===== DATA SECTION

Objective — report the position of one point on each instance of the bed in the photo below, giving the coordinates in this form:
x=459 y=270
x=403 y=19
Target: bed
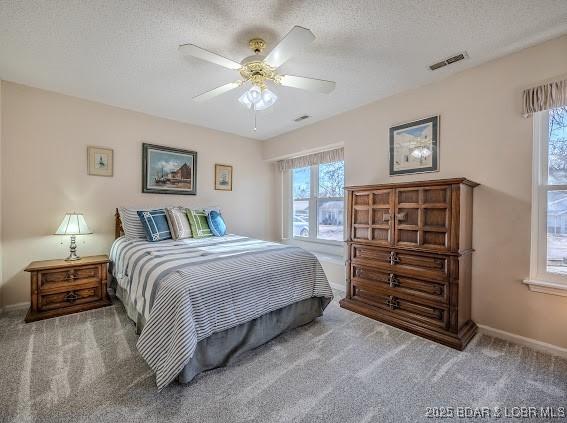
x=199 y=304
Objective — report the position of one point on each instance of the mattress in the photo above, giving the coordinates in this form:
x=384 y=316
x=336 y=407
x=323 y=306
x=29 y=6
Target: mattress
x=185 y=291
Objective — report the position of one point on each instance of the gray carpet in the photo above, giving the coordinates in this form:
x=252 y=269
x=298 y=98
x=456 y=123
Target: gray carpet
x=341 y=368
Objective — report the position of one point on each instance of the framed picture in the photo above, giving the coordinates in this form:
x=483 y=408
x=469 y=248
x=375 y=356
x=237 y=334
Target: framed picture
x=223 y=177
x=414 y=147
x=99 y=161
x=167 y=170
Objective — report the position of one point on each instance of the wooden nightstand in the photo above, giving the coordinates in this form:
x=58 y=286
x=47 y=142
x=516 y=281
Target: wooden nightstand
x=60 y=287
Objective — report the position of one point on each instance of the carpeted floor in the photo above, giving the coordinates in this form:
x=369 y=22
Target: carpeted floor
x=341 y=368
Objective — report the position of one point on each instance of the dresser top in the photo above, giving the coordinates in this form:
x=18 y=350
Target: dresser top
x=62 y=264
x=450 y=181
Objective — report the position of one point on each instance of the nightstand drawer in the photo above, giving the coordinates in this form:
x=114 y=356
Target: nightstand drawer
x=60 y=287
x=61 y=279
x=69 y=298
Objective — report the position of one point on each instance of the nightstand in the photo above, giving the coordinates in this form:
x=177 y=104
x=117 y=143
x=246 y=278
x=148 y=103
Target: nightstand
x=60 y=287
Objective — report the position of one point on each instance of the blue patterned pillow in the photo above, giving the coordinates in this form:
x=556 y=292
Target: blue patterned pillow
x=155 y=224
x=216 y=223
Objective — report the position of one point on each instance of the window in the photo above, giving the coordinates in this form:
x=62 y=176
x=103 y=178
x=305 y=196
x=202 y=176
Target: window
x=318 y=202
x=549 y=211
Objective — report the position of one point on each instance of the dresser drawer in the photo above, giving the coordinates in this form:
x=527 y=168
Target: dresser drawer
x=62 y=279
x=69 y=298
x=409 y=310
x=419 y=265
x=400 y=285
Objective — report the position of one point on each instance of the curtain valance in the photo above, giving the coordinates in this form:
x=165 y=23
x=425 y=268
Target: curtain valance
x=312 y=159
x=544 y=97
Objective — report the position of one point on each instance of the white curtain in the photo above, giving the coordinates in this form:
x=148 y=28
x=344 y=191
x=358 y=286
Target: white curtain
x=544 y=97
x=312 y=159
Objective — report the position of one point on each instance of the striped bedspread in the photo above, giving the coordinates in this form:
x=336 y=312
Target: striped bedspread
x=189 y=289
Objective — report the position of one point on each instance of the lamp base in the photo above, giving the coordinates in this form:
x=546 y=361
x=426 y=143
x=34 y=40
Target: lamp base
x=73 y=250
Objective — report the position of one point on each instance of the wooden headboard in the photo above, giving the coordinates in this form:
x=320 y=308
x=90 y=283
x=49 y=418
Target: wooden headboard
x=118 y=229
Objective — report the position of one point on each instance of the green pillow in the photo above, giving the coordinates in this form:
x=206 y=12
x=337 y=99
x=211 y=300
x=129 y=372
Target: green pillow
x=198 y=222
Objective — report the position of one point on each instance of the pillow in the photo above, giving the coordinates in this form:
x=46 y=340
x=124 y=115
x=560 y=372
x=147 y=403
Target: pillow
x=155 y=224
x=133 y=228
x=199 y=225
x=178 y=222
x=216 y=223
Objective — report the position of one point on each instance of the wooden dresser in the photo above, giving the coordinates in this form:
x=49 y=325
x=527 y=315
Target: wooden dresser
x=60 y=287
x=410 y=255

==========

- WHAT THE TASK REQUIRES
Could you reproduce the records above exactly, leaving out the pictures?

- WRITTEN SOLUTION
Objective — report the position of one point on each instance of the bed in the photo below, giving the coordinates in this form:
x=459 y=270
x=403 y=19
Target: bed
x=199 y=304
Objective — report the position of one point on each instance of the mattress in the photo above, giving the coordinates in this form:
x=384 y=316
x=336 y=407
x=323 y=306
x=29 y=6
Target: mattress
x=185 y=291
Objective — report the position of one point on each instance of the gray carpet in the photo above, giving the coordinates in this form:
x=252 y=269
x=298 y=98
x=456 y=123
Target: gray carpet
x=341 y=368
Objective — report the position of one point on each instance of the framed picture in the photo above, giving the coordinates in this form:
x=483 y=408
x=469 y=248
x=375 y=356
x=237 y=334
Target: framed picture
x=223 y=177
x=414 y=147
x=99 y=161
x=167 y=170
Objective — report the position of one point on each instance of the wooden nightstand in the photo above, giving the coordinates in this form:
x=58 y=286
x=47 y=142
x=516 y=281
Target: wooden nightstand
x=60 y=287
Objective — report the position of one point on each instance of the carpeted floor in the photo above, giving the coordinates in this form:
x=369 y=22
Target: carpeted floor
x=341 y=368
Objective — report the position of one point on each instance of the dresser top in the photo above, giving the coordinates in this form:
x=18 y=350
Target: dresser top
x=62 y=264
x=450 y=181
Objective — report the position of one point on each instance of the nightstand drawer in the photo above, giving the coordinates in this form:
x=114 y=356
Target: nightstand drawer
x=60 y=287
x=61 y=279
x=69 y=298
Objective — report the position of one point on each instance of the nightstand in the photo above, giving the coordinates in this form:
x=177 y=104
x=117 y=143
x=246 y=278
x=148 y=103
Target: nightstand
x=60 y=287
Objective — report the position of one point on each instance of the blue patterned pillow in the photo above, giving the coordinates in this form:
x=556 y=292
Target: blue patterned pillow
x=155 y=224
x=216 y=223
Objective — report the position of one point on each instance of the window in the photo above, giving the coordinates in this form:
x=62 y=176
x=103 y=178
x=305 y=196
x=202 y=176
Target: window
x=318 y=202
x=549 y=211
Objective — report the position of one point on each instance of the dresser drawer in the photo above, giving the coordinates in this form:
x=527 y=168
Target: dresser drawer
x=62 y=279
x=69 y=298
x=409 y=310
x=419 y=265
x=400 y=285
Objective — report the position of one point on each instance of the curtain valance in the photo above, giving the coordinates in this form:
x=165 y=23
x=425 y=268
Target: curtain valance
x=312 y=159
x=544 y=97
Objective — report the position of one point on each instance of the white curtain in the photo above, giving the coordinates in this form:
x=148 y=28
x=344 y=191
x=358 y=286
Target: white curtain
x=544 y=97
x=312 y=159
Objective — report the position of one point on each instance of the striped bedspread in the photo above, giving the coordinates in this form:
x=336 y=312
Target: striped bedspread
x=189 y=289
Objective — report the position of one point on each instance of the lamp base in the photo above, giving the coordinates in this form:
x=546 y=361
x=426 y=143
x=34 y=40
Target: lamp base
x=73 y=250
Objective — report the position of one point on each instance of the wooden headboard in the photo above, giving the coordinates in this form:
x=320 y=308
x=90 y=283
x=49 y=418
Target: wooden headboard
x=118 y=229
Objective — report the position of one point on each instance of the green pillow in the photo above, giving the coordinates in this form:
x=206 y=12
x=337 y=99
x=211 y=300
x=129 y=372
Target: green pillow
x=198 y=222
Objective — report the position of one point on each instance of the pillow in the photo above, giving the coordinates in this form:
x=46 y=340
x=124 y=115
x=560 y=372
x=147 y=403
Target: pillow
x=155 y=224
x=133 y=228
x=199 y=225
x=178 y=222
x=216 y=223
Objective — report the position of one point on each instance of the wooden dresser in the photo above, giving the coordinates in this form:
x=49 y=325
x=527 y=315
Target: wooden dresser
x=60 y=287
x=410 y=255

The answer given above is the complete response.